◆ **Exercise requirements**:
Extract the lines of the records below, without any changes, from the line containing "Every instance of the ammo pouch gets" through the end of the records.

◆ **Records to process**:
------------------------------------------------------------------------
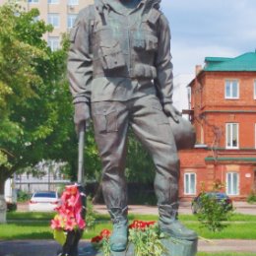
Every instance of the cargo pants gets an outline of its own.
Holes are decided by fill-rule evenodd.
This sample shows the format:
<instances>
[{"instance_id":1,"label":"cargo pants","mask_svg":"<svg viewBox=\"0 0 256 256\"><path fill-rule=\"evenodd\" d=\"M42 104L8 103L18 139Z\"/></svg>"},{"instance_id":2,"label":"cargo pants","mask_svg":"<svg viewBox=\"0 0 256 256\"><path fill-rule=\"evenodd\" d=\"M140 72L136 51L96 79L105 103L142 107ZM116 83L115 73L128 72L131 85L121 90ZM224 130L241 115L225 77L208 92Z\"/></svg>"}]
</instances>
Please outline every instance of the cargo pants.
<instances>
[{"instance_id":1,"label":"cargo pants","mask_svg":"<svg viewBox=\"0 0 256 256\"><path fill-rule=\"evenodd\" d=\"M177 202L179 159L168 119L157 96L93 102L92 116L102 161L102 192L107 209L127 206L124 170L129 126L156 165L154 185L158 204Z\"/></svg>"}]
</instances>

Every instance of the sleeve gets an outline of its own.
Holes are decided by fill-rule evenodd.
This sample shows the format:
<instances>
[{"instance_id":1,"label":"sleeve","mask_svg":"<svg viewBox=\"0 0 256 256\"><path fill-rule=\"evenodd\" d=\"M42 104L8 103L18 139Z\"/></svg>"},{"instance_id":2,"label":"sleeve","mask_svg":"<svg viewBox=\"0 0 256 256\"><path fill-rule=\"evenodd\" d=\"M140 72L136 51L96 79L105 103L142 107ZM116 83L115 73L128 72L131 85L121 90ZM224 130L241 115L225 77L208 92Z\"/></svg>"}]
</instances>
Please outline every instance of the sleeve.
<instances>
[{"instance_id":1,"label":"sleeve","mask_svg":"<svg viewBox=\"0 0 256 256\"><path fill-rule=\"evenodd\" d=\"M70 32L68 79L73 103L90 102L93 80L93 54L90 47L90 10L82 10Z\"/></svg>"},{"instance_id":2,"label":"sleeve","mask_svg":"<svg viewBox=\"0 0 256 256\"><path fill-rule=\"evenodd\" d=\"M170 30L167 19L161 14L159 23L159 49L156 57L155 85L161 104L172 103L173 75L170 54Z\"/></svg>"}]
</instances>

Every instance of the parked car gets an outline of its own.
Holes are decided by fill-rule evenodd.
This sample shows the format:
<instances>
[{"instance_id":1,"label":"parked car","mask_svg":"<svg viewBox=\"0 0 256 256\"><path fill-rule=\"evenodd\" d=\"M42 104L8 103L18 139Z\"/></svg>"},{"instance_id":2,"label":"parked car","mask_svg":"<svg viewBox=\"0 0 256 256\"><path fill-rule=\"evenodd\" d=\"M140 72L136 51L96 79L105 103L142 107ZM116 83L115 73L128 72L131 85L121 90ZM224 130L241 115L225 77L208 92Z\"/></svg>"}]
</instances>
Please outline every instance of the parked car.
<instances>
[{"instance_id":1,"label":"parked car","mask_svg":"<svg viewBox=\"0 0 256 256\"><path fill-rule=\"evenodd\" d=\"M55 191L38 191L32 194L29 211L52 212L60 206L60 198Z\"/></svg>"},{"instance_id":2,"label":"parked car","mask_svg":"<svg viewBox=\"0 0 256 256\"><path fill-rule=\"evenodd\" d=\"M197 197L195 197L191 203L191 210L193 214L197 214L200 208L202 207L202 196L209 196L211 198L216 198L218 203L224 206L224 210L232 209L232 200L225 194L222 192L205 192L200 193Z\"/></svg>"}]
</instances>

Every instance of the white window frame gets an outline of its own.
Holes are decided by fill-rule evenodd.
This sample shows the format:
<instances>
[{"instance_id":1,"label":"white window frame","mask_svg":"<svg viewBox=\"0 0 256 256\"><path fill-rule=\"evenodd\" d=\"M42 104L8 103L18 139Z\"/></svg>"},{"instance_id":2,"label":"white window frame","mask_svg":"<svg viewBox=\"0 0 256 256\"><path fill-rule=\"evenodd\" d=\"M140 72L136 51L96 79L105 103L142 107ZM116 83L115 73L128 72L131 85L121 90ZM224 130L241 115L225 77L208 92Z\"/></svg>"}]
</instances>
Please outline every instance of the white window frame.
<instances>
[{"instance_id":1,"label":"white window frame","mask_svg":"<svg viewBox=\"0 0 256 256\"><path fill-rule=\"evenodd\" d=\"M254 80L253 83L253 98L256 99L256 79Z\"/></svg>"},{"instance_id":2,"label":"white window frame","mask_svg":"<svg viewBox=\"0 0 256 256\"><path fill-rule=\"evenodd\" d=\"M233 137L233 126L237 126L237 145L233 146L232 137ZM227 134L228 126L230 126L230 134ZM231 145L228 146L228 139L231 142ZM226 123L225 124L225 148L231 149L231 150L237 150L239 149L239 123Z\"/></svg>"},{"instance_id":3,"label":"white window frame","mask_svg":"<svg viewBox=\"0 0 256 256\"><path fill-rule=\"evenodd\" d=\"M230 189L228 189L228 186L230 186L230 184L228 183L228 175L231 175L231 188ZM233 189L233 176L234 175L236 175L236 180L237 180L236 193L234 192L234 189ZM225 184L226 184L225 193L228 196L238 196L240 194L240 191L239 191L240 176L239 176L238 172L235 172L235 171L226 172L226 174L225 174Z\"/></svg>"},{"instance_id":4,"label":"white window frame","mask_svg":"<svg viewBox=\"0 0 256 256\"><path fill-rule=\"evenodd\" d=\"M77 19L77 14L69 14L67 20L67 28L72 29Z\"/></svg>"},{"instance_id":5,"label":"white window frame","mask_svg":"<svg viewBox=\"0 0 256 256\"><path fill-rule=\"evenodd\" d=\"M53 13L48 14L48 24L52 25L54 29L58 29L60 27L59 14L53 14Z\"/></svg>"},{"instance_id":6,"label":"white window frame","mask_svg":"<svg viewBox=\"0 0 256 256\"><path fill-rule=\"evenodd\" d=\"M191 189L191 176L194 175L194 191ZM186 176L188 176L188 186L186 186ZM188 190L186 190L188 187ZM197 193L197 174L195 172L185 172L184 173L184 195L196 195Z\"/></svg>"},{"instance_id":7,"label":"white window frame","mask_svg":"<svg viewBox=\"0 0 256 256\"><path fill-rule=\"evenodd\" d=\"M232 96L233 95L234 83L237 84L237 96ZM229 96L227 96L227 94L226 94L227 85L230 86L230 95ZM224 98L225 99L237 99L237 98L239 98L239 81L237 79L226 79L224 81Z\"/></svg>"},{"instance_id":8,"label":"white window frame","mask_svg":"<svg viewBox=\"0 0 256 256\"><path fill-rule=\"evenodd\" d=\"M48 0L48 4L57 5L57 4L59 4L59 0Z\"/></svg>"},{"instance_id":9,"label":"white window frame","mask_svg":"<svg viewBox=\"0 0 256 256\"><path fill-rule=\"evenodd\" d=\"M48 37L48 46L52 51L55 51L60 48L60 38L59 36L49 36Z\"/></svg>"},{"instance_id":10,"label":"white window frame","mask_svg":"<svg viewBox=\"0 0 256 256\"><path fill-rule=\"evenodd\" d=\"M79 0L68 0L68 5L79 5Z\"/></svg>"}]
</instances>

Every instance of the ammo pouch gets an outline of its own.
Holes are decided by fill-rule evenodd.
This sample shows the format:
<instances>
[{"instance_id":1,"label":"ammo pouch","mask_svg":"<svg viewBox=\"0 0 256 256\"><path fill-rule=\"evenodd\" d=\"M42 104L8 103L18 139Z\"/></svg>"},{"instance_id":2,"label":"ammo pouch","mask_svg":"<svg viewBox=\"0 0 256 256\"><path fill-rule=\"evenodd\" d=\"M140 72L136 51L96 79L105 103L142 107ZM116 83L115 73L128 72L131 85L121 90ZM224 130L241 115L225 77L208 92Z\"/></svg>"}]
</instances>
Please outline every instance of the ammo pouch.
<instances>
[{"instance_id":1,"label":"ammo pouch","mask_svg":"<svg viewBox=\"0 0 256 256\"><path fill-rule=\"evenodd\" d=\"M118 41L101 41L98 57L103 70L113 70L125 66L124 57Z\"/></svg>"},{"instance_id":2,"label":"ammo pouch","mask_svg":"<svg viewBox=\"0 0 256 256\"><path fill-rule=\"evenodd\" d=\"M133 35L133 47L135 50L157 51L158 37L147 33L147 31L136 31Z\"/></svg>"},{"instance_id":3,"label":"ammo pouch","mask_svg":"<svg viewBox=\"0 0 256 256\"><path fill-rule=\"evenodd\" d=\"M113 38L112 31L105 26L98 31L98 57L103 70L113 70L125 66L124 56L118 40Z\"/></svg>"},{"instance_id":4,"label":"ammo pouch","mask_svg":"<svg viewBox=\"0 0 256 256\"><path fill-rule=\"evenodd\" d=\"M135 64L131 71L131 77L155 79L157 77L157 69L147 64Z\"/></svg>"}]
</instances>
------------------------------------------------------------------------
◆ **Written reply**:
Every instance of the ammo pouch gets an outline of its own.
Holes are decided by fill-rule evenodd.
This sample shows the format:
<instances>
[{"instance_id":1,"label":"ammo pouch","mask_svg":"<svg viewBox=\"0 0 256 256\"><path fill-rule=\"evenodd\" d=\"M42 104L8 103L18 139Z\"/></svg>"},{"instance_id":2,"label":"ammo pouch","mask_svg":"<svg viewBox=\"0 0 256 256\"><path fill-rule=\"evenodd\" d=\"M140 72L136 51L96 79L105 103L142 107ZM116 83L115 73L128 72L131 85L121 90ZM224 130L241 115L225 77L208 92Z\"/></svg>"}]
</instances>
Please outline every instance of the ammo pouch.
<instances>
[{"instance_id":1,"label":"ammo pouch","mask_svg":"<svg viewBox=\"0 0 256 256\"><path fill-rule=\"evenodd\" d=\"M118 41L101 41L98 57L103 70L113 70L125 66L124 57Z\"/></svg>"},{"instance_id":2,"label":"ammo pouch","mask_svg":"<svg viewBox=\"0 0 256 256\"><path fill-rule=\"evenodd\" d=\"M133 35L133 47L135 50L157 51L158 37L147 33L147 31L136 31Z\"/></svg>"},{"instance_id":3,"label":"ammo pouch","mask_svg":"<svg viewBox=\"0 0 256 256\"><path fill-rule=\"evenodd\" d=\"M113 38L112 31L105 26L98 31L98 57L103 70L113 70L125 66L124 56L118 40Z\"/></svg>"},{"instance_id":4,"label":"ammo pouch","mask_svg":"<svg viewBox=\"0 0 256 256\"><path fill-rule=\"evenodd\" d=\"M135 64L131 71L131 77L155 79L157 77L157 69L147 64Z\"/></svg>"}]
</instances>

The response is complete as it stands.